Task to complete: Rescale the entries from the line with "Task: Where can the beach be" up to and including the line with "x=603, y=245", and give only those lines. Repeat each line with its request text unchanged, but multiply every x and y coordinate in the answers by 2.2 and round to whole numbers, with halves rounded up.

Supplied material:

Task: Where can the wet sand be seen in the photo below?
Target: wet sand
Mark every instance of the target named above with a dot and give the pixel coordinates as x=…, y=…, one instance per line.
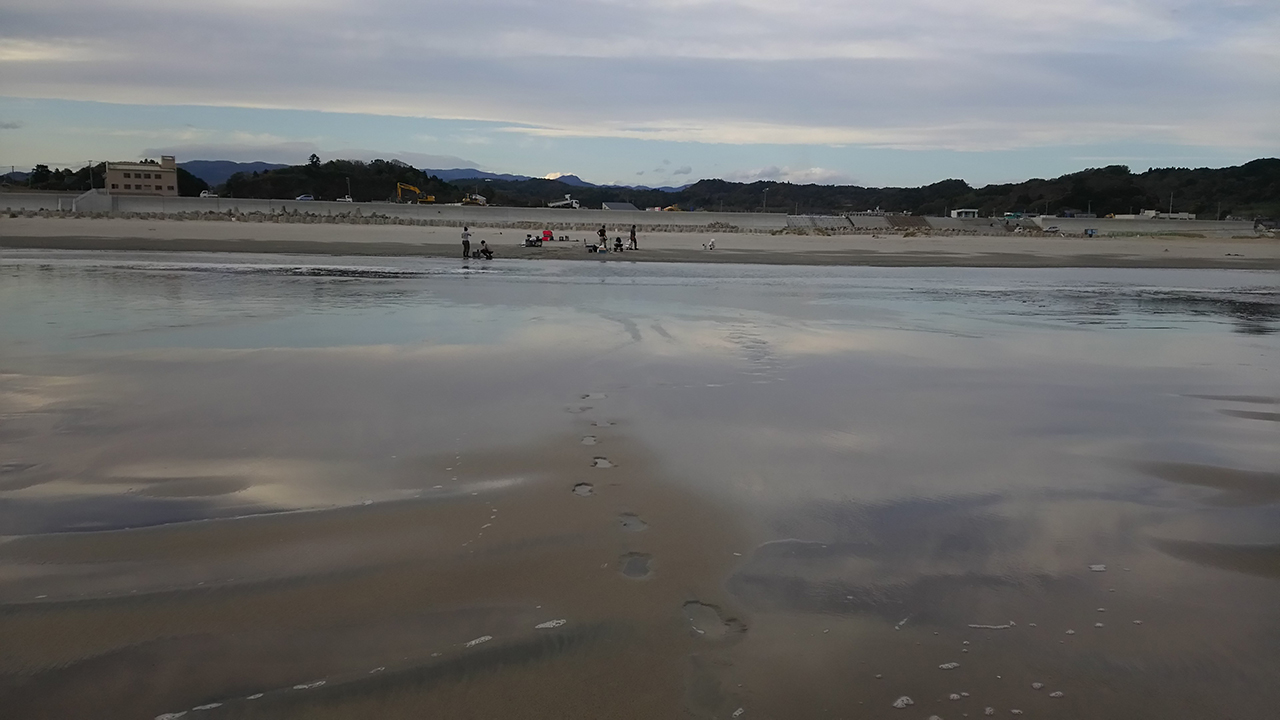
x=574, y=490
x=890, y=250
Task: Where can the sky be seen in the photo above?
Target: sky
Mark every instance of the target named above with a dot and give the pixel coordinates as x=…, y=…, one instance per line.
x=649, y=91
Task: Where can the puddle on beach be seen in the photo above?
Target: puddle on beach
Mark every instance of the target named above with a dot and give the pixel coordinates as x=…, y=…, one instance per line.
x=240, y=493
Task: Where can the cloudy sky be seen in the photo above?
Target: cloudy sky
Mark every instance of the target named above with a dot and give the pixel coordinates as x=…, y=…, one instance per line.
x=649, y=91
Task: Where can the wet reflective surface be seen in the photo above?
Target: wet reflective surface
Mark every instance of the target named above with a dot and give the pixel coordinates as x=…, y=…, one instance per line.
x=237, y=487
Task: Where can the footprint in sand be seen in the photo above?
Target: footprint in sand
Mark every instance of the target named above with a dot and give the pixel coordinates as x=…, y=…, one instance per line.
x=635, y=565
x=632, y=523
x=708, y=623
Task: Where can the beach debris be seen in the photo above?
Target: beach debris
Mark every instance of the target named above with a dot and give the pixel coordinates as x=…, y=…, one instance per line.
x=309, y=686
x=635, y=565
x=632, y=523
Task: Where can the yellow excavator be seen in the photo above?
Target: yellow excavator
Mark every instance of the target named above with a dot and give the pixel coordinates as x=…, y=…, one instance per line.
x=419, y=196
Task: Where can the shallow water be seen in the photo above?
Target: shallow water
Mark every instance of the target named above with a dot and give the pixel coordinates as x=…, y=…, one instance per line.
x=224, y=477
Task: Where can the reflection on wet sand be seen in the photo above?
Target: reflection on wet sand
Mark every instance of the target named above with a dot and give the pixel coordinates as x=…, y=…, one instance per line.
x=257, y=605
x=1238, y=487
x=618, y=492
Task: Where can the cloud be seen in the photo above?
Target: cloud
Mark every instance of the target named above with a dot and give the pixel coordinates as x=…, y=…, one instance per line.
x=798, y=176
x=983, y=74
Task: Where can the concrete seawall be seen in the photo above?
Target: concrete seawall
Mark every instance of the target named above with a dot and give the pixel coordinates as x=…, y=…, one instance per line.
x=617, y=220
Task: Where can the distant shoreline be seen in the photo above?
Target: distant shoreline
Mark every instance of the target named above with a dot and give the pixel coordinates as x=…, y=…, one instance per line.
x=888, y=250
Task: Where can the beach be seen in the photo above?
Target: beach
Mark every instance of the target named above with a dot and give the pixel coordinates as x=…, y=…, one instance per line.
x=319, y=486
x=876, y=250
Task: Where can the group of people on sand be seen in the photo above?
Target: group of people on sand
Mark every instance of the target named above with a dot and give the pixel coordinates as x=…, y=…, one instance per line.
x=467, y=254
x=603, y=245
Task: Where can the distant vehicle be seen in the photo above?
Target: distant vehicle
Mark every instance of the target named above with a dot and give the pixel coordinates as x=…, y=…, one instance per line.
x=567, y=203
x=420, y=197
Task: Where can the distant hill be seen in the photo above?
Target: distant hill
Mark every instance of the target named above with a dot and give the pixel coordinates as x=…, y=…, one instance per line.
x=216, y=172
x=470, y=173
x=1249, y=190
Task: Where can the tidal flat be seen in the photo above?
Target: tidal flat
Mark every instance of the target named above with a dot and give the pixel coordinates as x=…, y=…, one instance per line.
x=263, y=486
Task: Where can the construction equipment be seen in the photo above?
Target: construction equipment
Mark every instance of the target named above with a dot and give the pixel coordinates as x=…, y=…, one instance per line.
x=419, y=196
x=567, y=203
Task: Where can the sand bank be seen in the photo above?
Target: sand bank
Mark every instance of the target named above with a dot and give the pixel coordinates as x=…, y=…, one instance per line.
x=888, y=250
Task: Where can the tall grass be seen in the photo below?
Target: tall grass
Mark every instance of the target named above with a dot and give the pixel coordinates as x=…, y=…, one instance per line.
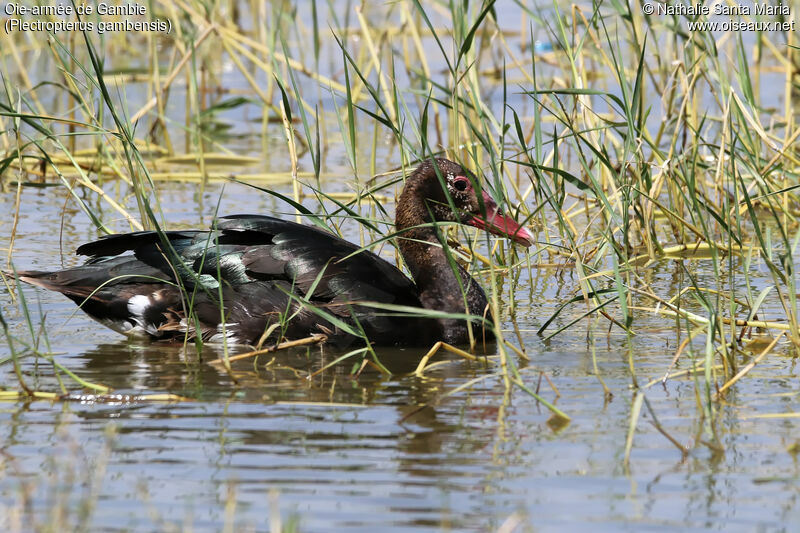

Correct response:
Task: Where can the beach be seen in the photo above?
Target: beach
Mark every instance of the target named above with a dot and give the pixel coordinates as x=…, y=…, one instance per line.
x=702, y=1069
x=1927, y=550
Task: Where can the group of people on sand be seen in the photo above?
Target: group of people on sand
Mark every instance of the target named above with a dot and give the pixel coordinates as x=…, y=…, one instance per line.
x=1027, y=559
x=1327, y=539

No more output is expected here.